__Problem to solve__.
Update the essay on systemic racism below by rewriting the passage that begins at the words "October 9, 2021" and stops after "confirm its existence.", with "public policies" replaced by "government policies".

===== Quoted passage =====

October 9, 2021 Essay | Systemic Racism?
Many Americans bristle at the idea that there is systemic racism in the United States; the understanding that public policies and socio-economic realities work together to perpetuate inequities between racial groups. Sadly, ample evidence is available to confirm its existence.
One of the most significant contributing factors to the enormous wealth gap between Black and White families is the rate of homeownership and the values of those homes. Black Americans who achieve the dream of homeownership often face the pernicious impact of lower appraisals for their homes in comparison to comparable homes owned by Whites. A 2018 study from the Brookings Institution found that homes in majority-Black neighborhoods were appraised for 23% less than properties in mostly White neighborhoods – even when the homes were of similar quality and with similar amenities. The study estimated that homes in majority-Black neighborhoods are undervalued by $48,000 per home on average, leading to a $156 billion cumulative loss in value nationwide. In Jacksonville, Florida, a White husband and a Black wife had their home in a predominantly White neighborhood appraised twice. The second appraisal was 40% higher than the first. The second occurred when only the White husband was at home and all evidence of a mixed-race family was removed from their house. Another mixed-race family in Hartford, Connecticut, had a similar experience and employed the same strategy. Their second appraisal came in $160,000 higher, which better reflected the actual selling price of their home.

===== Input data =====

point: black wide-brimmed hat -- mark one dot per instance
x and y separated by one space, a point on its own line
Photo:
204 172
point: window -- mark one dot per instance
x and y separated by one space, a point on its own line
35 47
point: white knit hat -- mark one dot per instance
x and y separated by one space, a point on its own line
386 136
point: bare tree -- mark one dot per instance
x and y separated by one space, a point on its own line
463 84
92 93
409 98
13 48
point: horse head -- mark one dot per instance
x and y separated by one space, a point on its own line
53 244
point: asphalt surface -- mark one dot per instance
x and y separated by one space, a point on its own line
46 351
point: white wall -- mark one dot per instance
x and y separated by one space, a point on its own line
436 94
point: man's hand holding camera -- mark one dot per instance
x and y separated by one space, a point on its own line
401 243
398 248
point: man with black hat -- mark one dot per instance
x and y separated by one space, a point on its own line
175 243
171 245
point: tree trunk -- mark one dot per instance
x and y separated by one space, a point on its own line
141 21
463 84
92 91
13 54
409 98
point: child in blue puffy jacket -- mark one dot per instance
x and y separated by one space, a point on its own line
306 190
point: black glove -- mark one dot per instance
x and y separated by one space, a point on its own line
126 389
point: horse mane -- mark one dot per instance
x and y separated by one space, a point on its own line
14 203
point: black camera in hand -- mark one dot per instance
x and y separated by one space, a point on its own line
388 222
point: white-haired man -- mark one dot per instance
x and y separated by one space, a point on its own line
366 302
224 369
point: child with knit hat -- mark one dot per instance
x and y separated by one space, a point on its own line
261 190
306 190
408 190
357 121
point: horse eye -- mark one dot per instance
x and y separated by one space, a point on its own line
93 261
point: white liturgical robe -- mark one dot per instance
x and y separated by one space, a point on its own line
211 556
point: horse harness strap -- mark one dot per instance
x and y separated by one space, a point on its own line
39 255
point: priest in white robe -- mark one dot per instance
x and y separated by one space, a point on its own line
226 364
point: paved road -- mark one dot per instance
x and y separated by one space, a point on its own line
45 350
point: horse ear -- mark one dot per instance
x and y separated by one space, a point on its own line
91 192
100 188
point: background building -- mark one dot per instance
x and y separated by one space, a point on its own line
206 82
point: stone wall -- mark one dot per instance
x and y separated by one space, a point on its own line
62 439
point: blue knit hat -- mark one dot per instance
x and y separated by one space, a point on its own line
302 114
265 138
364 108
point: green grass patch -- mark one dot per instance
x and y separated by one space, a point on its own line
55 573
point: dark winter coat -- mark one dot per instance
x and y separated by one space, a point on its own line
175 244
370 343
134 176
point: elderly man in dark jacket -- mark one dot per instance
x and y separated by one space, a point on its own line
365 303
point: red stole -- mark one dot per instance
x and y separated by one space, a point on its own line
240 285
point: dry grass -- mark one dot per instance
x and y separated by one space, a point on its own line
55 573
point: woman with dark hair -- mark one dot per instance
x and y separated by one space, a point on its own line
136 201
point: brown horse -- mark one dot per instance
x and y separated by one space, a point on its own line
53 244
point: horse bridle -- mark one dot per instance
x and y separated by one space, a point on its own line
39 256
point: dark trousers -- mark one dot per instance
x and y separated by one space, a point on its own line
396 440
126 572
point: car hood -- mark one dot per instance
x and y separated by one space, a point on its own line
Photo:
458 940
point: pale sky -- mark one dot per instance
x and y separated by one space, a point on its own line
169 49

=====

__Task response__.
October 9, 2021 Essay | Systemic Racism?
Many Americans bristle at the idea that there is systemic racism in the United States; the understanding that government policies and socio-economic realities work together to perpetuate inequities between racial groups. Sadly, ample evidence is available to confirm its existence.